> _AIM OF THE EXERCISE_:
All lines from the one holding "black sedan accordingly in the photo above." down to the last line of the entries are to be reproduced exactly, with no other lines.

---------------

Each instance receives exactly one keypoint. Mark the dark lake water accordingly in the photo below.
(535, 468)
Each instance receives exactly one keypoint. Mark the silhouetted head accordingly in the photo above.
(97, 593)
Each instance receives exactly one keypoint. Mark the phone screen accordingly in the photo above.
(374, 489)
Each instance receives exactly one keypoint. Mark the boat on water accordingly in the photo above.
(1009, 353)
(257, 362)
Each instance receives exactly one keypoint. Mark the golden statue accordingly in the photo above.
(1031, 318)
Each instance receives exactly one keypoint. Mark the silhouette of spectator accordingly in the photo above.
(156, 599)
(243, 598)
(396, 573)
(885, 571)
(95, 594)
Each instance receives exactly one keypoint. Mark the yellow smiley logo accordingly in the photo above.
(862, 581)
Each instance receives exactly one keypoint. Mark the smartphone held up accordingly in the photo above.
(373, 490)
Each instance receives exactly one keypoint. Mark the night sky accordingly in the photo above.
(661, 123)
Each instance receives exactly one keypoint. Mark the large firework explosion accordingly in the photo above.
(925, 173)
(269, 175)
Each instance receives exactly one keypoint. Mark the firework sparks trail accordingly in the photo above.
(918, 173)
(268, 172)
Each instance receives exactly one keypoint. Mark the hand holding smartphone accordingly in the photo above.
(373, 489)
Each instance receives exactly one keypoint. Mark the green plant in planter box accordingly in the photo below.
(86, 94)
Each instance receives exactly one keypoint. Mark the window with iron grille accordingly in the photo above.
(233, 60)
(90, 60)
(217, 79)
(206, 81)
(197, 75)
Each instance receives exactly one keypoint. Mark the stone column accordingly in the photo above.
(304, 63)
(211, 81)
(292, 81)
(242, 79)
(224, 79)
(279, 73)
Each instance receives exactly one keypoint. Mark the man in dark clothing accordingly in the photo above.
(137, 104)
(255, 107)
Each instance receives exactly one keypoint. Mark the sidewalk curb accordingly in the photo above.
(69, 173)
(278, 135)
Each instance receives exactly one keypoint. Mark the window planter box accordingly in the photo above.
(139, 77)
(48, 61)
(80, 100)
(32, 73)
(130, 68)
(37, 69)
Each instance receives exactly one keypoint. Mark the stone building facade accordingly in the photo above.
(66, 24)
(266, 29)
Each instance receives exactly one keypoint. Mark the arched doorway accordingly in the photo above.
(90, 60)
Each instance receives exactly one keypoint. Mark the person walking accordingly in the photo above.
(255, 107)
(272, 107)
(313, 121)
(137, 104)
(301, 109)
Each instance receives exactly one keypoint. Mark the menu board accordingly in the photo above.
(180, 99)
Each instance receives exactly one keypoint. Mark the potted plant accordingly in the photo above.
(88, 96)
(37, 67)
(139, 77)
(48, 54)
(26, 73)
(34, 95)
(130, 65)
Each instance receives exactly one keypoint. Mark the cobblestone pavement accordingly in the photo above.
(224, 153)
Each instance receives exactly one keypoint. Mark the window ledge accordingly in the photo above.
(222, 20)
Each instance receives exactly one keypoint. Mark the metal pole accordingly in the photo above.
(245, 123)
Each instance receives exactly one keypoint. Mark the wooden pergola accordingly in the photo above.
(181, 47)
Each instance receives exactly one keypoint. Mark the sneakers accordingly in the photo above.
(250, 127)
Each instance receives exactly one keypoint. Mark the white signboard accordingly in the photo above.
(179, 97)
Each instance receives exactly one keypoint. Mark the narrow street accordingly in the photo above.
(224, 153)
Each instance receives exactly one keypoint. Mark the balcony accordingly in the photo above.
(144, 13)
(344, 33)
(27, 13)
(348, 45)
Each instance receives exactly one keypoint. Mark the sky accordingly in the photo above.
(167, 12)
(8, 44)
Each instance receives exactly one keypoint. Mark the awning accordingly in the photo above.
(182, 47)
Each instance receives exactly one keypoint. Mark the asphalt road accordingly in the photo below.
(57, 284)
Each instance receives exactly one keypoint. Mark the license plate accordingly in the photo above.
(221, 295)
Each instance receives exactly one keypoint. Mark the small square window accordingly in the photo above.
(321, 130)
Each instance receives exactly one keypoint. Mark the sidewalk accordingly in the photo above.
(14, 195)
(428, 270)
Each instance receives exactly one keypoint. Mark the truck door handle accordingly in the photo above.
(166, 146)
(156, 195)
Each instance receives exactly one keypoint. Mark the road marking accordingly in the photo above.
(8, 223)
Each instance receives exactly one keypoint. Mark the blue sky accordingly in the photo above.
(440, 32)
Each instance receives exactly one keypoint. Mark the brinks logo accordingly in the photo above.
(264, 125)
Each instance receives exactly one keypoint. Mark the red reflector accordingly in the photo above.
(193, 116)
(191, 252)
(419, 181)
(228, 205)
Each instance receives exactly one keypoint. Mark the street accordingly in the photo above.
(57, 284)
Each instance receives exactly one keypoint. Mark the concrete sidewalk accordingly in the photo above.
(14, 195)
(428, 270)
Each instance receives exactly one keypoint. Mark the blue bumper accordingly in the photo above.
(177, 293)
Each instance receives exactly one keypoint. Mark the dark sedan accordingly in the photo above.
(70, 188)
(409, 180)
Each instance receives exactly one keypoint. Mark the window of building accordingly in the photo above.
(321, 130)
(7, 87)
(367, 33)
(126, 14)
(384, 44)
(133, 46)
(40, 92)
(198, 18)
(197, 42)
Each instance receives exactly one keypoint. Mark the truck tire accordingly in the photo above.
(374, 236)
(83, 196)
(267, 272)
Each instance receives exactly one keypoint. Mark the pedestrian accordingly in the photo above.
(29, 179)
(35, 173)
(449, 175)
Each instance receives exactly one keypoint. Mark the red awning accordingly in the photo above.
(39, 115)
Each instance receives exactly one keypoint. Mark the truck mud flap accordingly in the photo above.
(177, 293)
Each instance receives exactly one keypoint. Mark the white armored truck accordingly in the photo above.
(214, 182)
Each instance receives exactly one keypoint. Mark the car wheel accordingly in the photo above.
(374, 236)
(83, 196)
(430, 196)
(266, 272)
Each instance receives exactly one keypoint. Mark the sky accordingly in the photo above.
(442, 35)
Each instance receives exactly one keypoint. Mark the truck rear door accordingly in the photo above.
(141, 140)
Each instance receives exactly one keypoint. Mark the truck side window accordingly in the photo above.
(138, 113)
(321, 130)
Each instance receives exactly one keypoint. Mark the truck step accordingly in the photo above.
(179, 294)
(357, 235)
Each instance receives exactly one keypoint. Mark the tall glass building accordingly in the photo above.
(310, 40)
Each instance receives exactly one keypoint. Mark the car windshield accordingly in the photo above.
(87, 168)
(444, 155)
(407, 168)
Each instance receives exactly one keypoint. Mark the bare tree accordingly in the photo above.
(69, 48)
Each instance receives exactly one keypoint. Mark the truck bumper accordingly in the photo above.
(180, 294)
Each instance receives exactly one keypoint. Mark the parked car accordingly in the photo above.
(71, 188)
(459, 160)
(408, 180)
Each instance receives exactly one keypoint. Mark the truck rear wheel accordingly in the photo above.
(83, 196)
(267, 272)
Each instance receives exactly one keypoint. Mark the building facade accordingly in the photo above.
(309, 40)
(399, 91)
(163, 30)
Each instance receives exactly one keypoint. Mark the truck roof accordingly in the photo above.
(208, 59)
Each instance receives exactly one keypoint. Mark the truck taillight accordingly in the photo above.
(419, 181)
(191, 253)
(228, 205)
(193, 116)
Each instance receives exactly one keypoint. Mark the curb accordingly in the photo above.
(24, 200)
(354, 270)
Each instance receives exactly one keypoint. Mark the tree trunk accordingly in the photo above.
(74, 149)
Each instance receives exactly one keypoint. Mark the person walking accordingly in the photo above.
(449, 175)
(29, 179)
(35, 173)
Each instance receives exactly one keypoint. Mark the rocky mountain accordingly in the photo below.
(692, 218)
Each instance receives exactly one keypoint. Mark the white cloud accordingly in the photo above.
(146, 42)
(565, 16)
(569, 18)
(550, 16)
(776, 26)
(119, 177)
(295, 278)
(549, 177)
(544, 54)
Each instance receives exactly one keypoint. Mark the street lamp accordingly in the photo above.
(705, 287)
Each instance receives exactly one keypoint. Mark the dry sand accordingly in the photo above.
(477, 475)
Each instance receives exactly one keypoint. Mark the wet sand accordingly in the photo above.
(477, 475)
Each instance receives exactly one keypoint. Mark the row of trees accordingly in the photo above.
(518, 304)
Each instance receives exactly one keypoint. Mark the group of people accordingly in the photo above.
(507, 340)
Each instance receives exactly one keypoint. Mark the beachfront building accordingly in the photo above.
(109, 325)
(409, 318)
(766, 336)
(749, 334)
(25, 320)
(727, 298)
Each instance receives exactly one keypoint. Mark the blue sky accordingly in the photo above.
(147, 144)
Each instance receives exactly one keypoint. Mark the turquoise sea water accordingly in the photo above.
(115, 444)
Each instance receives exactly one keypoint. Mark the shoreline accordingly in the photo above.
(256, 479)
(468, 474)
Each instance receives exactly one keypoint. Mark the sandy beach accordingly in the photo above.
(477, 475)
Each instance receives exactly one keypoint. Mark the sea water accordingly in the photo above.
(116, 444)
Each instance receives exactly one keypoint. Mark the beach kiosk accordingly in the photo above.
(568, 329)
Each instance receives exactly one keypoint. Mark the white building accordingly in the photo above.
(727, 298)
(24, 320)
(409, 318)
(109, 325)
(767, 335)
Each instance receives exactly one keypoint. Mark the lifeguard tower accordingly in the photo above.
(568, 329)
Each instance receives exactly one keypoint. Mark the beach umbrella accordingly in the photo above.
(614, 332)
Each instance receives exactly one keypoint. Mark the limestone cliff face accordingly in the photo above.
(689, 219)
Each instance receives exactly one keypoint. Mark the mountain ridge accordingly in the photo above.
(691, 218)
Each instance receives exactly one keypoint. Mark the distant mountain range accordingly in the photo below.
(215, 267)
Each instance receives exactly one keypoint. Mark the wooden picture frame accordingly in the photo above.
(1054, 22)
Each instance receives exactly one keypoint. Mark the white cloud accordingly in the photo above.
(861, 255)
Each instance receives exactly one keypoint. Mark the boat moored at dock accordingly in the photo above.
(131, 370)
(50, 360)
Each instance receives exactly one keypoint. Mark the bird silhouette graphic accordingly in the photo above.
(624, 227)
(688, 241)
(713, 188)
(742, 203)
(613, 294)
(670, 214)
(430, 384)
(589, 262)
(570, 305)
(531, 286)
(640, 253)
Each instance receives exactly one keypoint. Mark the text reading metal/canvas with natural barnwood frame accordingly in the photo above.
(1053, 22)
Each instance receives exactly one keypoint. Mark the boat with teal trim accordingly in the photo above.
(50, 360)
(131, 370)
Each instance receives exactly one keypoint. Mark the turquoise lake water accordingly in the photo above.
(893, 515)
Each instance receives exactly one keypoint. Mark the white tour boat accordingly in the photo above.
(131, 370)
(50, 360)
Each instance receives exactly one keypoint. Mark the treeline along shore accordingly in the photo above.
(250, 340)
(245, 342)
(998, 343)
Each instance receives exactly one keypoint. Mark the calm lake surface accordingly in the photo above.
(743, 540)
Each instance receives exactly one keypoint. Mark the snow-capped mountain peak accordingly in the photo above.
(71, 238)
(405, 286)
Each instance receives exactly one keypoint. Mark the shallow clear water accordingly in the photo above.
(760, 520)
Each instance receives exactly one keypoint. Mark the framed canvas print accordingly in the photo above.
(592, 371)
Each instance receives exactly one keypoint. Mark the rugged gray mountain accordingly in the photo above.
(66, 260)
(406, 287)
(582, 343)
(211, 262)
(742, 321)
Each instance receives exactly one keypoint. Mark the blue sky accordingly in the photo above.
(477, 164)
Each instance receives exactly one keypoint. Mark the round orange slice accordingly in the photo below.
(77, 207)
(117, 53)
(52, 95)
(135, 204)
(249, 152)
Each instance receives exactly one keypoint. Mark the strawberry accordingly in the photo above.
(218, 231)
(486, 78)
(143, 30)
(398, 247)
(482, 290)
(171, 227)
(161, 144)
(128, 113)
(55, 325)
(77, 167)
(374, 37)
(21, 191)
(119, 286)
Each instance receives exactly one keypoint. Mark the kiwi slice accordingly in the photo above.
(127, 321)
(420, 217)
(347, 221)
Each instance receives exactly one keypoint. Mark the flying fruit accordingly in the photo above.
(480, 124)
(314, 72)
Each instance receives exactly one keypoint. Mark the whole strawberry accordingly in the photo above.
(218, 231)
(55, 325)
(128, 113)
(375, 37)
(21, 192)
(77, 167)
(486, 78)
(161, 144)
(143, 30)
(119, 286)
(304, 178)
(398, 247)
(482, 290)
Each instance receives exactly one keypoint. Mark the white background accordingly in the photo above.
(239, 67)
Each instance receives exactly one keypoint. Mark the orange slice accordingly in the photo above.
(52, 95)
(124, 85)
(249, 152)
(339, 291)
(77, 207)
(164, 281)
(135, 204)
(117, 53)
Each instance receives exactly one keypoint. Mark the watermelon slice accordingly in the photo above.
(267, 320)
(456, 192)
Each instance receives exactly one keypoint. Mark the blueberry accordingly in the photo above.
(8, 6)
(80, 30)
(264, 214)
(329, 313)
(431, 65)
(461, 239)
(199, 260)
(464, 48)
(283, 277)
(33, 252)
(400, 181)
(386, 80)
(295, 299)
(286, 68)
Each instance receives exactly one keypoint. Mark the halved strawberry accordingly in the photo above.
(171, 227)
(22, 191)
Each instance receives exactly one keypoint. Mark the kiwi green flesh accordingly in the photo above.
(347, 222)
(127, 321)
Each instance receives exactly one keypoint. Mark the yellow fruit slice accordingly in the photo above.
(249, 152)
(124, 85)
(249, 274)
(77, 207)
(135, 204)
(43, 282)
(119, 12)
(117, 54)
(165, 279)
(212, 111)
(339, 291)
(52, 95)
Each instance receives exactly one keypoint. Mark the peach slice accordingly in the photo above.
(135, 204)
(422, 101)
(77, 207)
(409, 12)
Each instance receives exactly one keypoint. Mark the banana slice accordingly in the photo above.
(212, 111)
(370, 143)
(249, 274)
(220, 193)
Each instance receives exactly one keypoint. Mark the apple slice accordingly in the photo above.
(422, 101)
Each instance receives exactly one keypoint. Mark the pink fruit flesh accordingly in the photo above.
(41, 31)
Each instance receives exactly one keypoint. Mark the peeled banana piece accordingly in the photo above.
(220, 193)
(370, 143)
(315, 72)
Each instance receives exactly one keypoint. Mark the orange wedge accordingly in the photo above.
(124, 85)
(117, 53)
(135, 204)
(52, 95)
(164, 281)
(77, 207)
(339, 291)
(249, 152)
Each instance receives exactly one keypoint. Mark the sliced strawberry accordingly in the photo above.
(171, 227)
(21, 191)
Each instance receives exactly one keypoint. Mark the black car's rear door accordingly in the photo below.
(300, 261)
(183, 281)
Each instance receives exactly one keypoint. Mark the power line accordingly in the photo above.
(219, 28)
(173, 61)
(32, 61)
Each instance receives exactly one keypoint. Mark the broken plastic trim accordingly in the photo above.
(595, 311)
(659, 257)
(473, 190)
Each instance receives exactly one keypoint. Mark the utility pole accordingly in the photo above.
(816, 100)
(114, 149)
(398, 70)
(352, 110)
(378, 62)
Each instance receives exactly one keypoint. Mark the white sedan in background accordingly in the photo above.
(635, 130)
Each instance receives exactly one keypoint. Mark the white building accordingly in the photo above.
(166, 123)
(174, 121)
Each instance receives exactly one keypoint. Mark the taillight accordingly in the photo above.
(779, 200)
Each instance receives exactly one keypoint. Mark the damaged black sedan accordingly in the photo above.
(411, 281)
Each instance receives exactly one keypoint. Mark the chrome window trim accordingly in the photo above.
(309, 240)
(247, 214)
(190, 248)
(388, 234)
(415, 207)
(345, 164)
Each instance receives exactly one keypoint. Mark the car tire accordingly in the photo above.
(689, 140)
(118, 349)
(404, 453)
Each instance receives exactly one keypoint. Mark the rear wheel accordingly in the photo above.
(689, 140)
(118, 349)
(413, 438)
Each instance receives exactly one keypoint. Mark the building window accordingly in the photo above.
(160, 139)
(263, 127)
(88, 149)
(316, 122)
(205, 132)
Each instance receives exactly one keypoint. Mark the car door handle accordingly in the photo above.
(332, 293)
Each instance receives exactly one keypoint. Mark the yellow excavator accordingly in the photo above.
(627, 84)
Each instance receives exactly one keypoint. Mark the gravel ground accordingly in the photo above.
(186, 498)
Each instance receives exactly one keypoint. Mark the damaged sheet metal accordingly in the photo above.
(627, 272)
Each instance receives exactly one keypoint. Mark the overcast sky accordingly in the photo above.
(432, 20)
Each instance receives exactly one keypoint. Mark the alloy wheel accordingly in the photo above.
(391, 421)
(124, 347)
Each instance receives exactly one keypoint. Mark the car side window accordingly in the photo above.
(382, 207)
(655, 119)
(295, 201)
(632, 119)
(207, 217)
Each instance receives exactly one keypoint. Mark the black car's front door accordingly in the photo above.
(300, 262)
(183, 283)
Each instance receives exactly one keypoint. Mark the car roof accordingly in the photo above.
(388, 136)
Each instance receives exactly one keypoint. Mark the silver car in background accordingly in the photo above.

---------------

> _WRITTEN RESPONSE_:
Each instance receives exactly one keypoint. Mark the damaged black sedan accordingly in the photo above.
(411, 281)
Each instance receives exactly one keypoint. Mark the chrome window trim accordingly in the photo above.
(309, 240)
(247, 214)
(190, 248)
(388, 234)
(415, 207)
(345, 164)
Each instance receives exactly one keypoint. Mark the car tire accordingly in the photo above.
(689, 140)
(118, 349)
(404, 453)
Each instance receives exactly one keypoint. Mark the rear wheel accordingly in the photo above.
(689, 140)
(118, 349)
(413, 438)
Each instance receives exactly one keypoint. Mark the building window accordingly in the photo above.
(160, 139)
(263, 127)
(88, 149)
(316, 122)
(205, 132)
Each instance receives exactly one keypoint. Mark the car door handle accordingly in the photo above.
(332, 293)
Each instance receives exactly one keypoint. Mark the yellow excavator accordingly in the photo above.
(627, 84)
Each instance receives exactly one keypoint. Mark the gravel ground accordingly in the photo above.
(186, 498)
Each instance receives exactly one keypoint. Mark the damaged sheet metal accordingly in the photo above.
(627, 272)
Each instance receives exactly one keypoint. Mark the overcast sky accordingly in the photo above.
(432, 20)
Each instance receives exactly one keypoint. Mark the alloy wheel accordingly in the photo above.
(391, 421)
(124, 347)
Each instance receives exactly one keypoint. Mark the car side window accordingly in the photo above.
(382, 207)
(655, 119)
(295, 201)
(632, 119)
(207, 217)
Each instance receives exactly one keypoint. Mark the black car's front door accordingly in the photo above.
(300, 262)
(183, 283)
Each instance receives exactly one keypoint. Mark the car roof accordingly in the photo above.
(388, 136)
Each instance receives exactly one keypoint. Mark the silver car in background accordingly in the photo above.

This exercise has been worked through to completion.